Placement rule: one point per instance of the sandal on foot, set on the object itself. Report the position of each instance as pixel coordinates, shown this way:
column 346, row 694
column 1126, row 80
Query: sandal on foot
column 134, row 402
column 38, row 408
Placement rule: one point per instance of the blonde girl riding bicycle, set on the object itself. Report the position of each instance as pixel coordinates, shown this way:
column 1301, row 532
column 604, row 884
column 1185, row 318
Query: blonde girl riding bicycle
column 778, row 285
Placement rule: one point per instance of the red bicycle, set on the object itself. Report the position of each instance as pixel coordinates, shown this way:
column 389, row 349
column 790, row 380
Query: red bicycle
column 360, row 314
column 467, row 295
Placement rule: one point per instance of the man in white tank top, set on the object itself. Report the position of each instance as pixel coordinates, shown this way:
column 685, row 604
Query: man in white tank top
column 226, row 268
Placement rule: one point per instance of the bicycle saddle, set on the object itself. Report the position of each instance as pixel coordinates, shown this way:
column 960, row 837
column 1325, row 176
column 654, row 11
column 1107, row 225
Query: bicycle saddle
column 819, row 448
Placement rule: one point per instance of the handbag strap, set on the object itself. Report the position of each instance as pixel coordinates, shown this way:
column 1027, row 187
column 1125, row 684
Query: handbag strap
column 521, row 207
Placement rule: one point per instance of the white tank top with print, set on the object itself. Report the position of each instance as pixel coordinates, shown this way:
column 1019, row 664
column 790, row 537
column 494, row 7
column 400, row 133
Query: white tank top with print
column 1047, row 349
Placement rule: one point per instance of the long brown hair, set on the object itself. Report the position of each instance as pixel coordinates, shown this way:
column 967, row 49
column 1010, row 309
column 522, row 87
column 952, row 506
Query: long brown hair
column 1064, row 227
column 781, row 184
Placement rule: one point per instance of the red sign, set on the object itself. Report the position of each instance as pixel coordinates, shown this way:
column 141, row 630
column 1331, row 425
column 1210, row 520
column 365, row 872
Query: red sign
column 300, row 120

-----

» **Exercise prompt**: Nothing but the lines from the one with "Placement rule: one point per instance of the white" through the end of the data above should be repeated, each exactly as it stands.

» **The reply**:
Placement rule: one point per instance of the white tank top with print, set on the object itself. Report the position of each instance as pixel coordinates, shown this way:
column 1019, row 664
column 790, row 537
column 494, row 7
column 400, row 133
Query: white tank top with print
column 1047, row 349
Placement rule: one point per instance of the long brown hair, set on the object itself. Report the position of each instance as pixel coordinates, shown this way:
column 967, row 49
column 1010, row 309
column 522, row 87
column 952, row 506
Query: long brown hair
column 1064, row 227
column 781, row 184
Placement rule: one point per instance of the red sign, set on the object itself. Report the position of each instance as pixel coordinates, shown this way:
column 141, row 630
column 1331, row 425
column 1210, row 520
column 365, row 872
Query: red sign
column 300, row 120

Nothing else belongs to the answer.